Below are entries. Copy exactly the lines running from the line that holds "Target: row of trees" to the line that holds "Target: string light", with both ends included.

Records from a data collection
....................

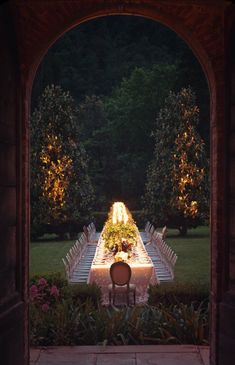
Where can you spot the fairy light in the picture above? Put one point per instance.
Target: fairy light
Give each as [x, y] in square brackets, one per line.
[56, 171]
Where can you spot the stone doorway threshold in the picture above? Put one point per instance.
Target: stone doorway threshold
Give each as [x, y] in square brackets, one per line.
[120, 355]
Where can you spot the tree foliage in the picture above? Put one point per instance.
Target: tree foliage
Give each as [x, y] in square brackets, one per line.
[177, 187]
[61, 191]
[131, 111]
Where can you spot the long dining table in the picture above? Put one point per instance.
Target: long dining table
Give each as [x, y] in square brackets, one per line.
[142, 270]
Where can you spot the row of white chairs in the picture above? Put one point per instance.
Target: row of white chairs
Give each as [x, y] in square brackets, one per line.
[75, 253]
[158, 239]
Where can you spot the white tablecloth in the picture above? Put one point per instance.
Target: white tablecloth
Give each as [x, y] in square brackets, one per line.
[142, 270]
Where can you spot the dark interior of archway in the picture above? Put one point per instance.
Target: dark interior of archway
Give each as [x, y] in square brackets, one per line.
[91, 61]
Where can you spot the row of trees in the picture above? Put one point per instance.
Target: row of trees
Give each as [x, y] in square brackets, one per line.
[119, 71]
[176, 188]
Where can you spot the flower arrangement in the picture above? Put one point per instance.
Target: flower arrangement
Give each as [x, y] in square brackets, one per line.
[120, 232]
[121, 256]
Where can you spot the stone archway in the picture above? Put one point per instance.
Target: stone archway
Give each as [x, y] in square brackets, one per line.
[27, 30]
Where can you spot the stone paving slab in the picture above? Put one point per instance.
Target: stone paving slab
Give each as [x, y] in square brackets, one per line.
[121, 355]
[169, 359]
[116, 359]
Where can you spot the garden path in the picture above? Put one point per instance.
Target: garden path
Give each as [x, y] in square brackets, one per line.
[121, 355]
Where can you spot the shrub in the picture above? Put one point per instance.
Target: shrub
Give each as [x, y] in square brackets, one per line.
[169, 293]
[79, 293]
[55, 278]
[99, 219]
[83, 324]
[139, 218]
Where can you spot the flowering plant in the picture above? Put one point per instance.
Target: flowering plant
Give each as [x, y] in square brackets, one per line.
[43, 295]
[121, 256]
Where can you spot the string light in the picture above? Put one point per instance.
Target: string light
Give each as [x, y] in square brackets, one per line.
[56, 169]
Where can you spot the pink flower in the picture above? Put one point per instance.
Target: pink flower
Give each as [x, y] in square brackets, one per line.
[45, 307]
[54, 291]
[33, 291]
[42, 282]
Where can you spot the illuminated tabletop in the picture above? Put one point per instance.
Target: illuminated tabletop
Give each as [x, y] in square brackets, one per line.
[142, 270]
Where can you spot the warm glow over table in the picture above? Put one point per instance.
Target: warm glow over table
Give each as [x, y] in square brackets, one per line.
[142, 268]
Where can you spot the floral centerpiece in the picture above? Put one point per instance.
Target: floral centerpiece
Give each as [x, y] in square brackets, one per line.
[120, 232]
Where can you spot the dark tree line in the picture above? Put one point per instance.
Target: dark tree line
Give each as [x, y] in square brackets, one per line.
[119, 70]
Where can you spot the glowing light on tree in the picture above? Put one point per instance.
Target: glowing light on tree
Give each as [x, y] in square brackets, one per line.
[119, 213]
[57, 169]
[187, 173]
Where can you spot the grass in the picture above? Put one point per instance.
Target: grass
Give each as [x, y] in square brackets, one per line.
[46, 256]
[192, 266]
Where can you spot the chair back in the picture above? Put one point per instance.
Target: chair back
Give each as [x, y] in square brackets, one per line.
[120, 273]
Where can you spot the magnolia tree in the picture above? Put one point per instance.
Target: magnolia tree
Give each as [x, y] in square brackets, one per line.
[177, 187]
[61, 192]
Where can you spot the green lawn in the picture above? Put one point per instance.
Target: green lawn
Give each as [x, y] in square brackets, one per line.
[192, 265]
[193, 251]
[46, 256]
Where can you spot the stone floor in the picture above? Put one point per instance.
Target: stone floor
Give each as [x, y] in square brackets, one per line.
[121, 355]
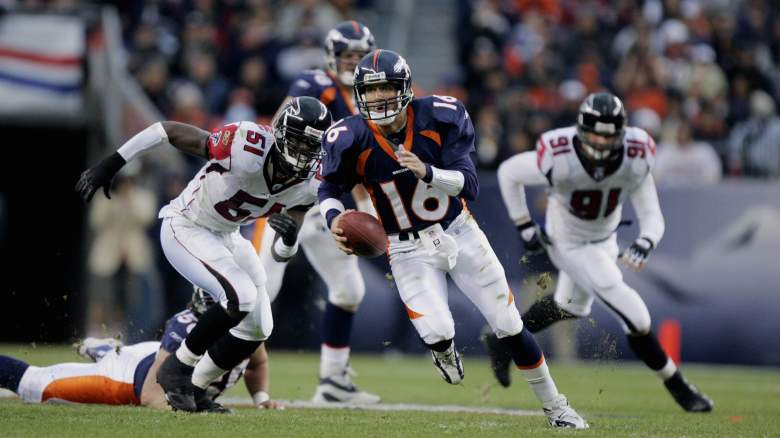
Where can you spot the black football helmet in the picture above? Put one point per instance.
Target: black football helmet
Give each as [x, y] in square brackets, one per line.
[347, 35]
[602, 114]
[298, 130]
[383, 67]
[201, 301]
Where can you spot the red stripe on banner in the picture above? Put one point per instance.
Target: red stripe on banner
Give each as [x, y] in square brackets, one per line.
[61, 61]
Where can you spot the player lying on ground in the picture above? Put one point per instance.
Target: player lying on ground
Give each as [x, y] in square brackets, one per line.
[124, 375]
[591, 168]
[253, 171]
[413, 157]
[345, 45]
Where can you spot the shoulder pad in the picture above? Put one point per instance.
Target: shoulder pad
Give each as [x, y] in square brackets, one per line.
[443, 109]
[310, 83]
[641, 149]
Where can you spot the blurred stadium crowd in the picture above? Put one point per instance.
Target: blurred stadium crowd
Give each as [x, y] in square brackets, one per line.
[699, 75]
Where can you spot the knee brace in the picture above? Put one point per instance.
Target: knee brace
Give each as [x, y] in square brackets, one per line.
[626, 303]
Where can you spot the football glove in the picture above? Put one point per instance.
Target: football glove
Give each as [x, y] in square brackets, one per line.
[101, 175]
[285, 227]
[534, 238]
[636, 255]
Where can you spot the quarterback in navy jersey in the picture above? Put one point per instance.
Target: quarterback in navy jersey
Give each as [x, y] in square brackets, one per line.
[345, 45]
[412, 155]
[590, 169]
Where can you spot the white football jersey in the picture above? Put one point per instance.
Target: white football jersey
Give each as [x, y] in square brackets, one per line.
[582, 207]
[234, 188]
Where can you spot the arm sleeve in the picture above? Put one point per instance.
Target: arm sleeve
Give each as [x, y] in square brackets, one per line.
[457, 146]
[648, 210]
[329, 196]
[513, 174]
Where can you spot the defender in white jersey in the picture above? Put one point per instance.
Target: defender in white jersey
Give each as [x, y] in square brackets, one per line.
[124, 374]
[591, 168]
[253, 171]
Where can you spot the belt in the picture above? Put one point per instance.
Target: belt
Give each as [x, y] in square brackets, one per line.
[408, 235]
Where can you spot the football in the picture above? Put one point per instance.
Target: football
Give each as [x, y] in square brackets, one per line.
[364, 234]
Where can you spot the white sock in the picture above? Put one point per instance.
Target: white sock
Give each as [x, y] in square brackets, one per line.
[206, 371]
[333, 360]
[186, 356]
[541, 382]
[668, 370]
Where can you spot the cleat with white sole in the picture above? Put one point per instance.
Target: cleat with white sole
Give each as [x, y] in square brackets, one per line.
[95, 349]
[560, 414]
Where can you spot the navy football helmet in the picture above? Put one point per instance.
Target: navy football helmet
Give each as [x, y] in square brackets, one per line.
[383, 67]
[604, 115]
[348, 35]
[200, 302]
[298, 130]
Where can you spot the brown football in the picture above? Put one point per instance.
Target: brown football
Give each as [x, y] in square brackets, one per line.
[364, 234]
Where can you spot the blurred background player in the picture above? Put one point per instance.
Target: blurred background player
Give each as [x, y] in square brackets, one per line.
[345, 45]
[413, 157]
[124, 374]
[591, 168]
[252, 172]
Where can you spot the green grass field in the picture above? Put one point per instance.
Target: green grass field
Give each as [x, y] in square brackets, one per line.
[618, 399]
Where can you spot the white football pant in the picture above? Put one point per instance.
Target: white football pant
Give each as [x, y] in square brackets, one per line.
[340, 271]
[226, 266]
[422, 283]
[108, 381]
[590, 269]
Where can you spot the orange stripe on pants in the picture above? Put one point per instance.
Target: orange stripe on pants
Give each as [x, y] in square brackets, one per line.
[257, 236]
[91, 389]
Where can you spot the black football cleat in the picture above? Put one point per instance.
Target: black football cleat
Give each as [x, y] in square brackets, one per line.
[176, 380]
[500, 359]
[204, 403]
[687, 395]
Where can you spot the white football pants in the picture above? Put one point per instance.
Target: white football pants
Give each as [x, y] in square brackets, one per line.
[422, 283]
[226, 266]
[108, 381]
[590, 269]
[340, 271]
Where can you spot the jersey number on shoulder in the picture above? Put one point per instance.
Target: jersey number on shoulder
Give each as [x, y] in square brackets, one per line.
[448, 102]
[586, 204]
[231, 209]
[428, 203]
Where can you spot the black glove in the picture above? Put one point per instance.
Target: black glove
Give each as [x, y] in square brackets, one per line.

....................

### RESPONSE TO THIS EXERCISE
Target: row of trees
Give each as [x, y] in square brackets, one per line.
[119, 71]
[176, 188]
Where can you spot the flower arrangement in the picture above? Put one point per instance.
Target: flower arrangement
Give each as [x, y] in square brackets, one per line.
[120, 232]
[121, 256]
Where can you spot the stone archway in the picture above? Put one point per instance.
Target: stone archway
Give each as [x, y] in square brackets, one per line.
[27, 30]
Where can you spot the stone paving slab in the picture above? Put one point per instance.
Target: stone paving slab
Give each as [x, y] in square brackets, one per line.
[121, 355]
[169, 359]
[116, 359]
Where can you spot the garden path in the picture above? Put one point per instance.
Target: garden path
Give each as [x, y] in square brackets, one per line.
[121, 355]
Where can you spot the shrub in the picture above? Put one point per instance.
Target: shrub
Give each as [x, y] in square brackets, one per line.
[169, 293]
[79, 293]
[55, 278]
[99, 219]
[83, 324]
[139, 218]
Where can you spot the flowering plant in the picture above? Put one point per instance.
Target: flowering plant
Give each as [x, y] in square brackets, one per line.
[43, 295]
[121, 256]
Where can you spot the string light in the picture above? Put one point per instance.
Target: string light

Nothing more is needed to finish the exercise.